▶ [WHAT TO PRODUCE]:
Rewrite each of the items below as a numbered list of its lines, leaving out any blank lines.

▶ [Pointing items]:
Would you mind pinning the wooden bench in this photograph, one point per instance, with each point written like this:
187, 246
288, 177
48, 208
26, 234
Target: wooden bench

▶ [REPLY]:
1. Would you mind pinning the wooden bench in this photograph, one point per instance, with each point written like this:
2. 187, 246
3. 288, 177
4. 48, 208
5. 26, 234
6. Target: wooden bench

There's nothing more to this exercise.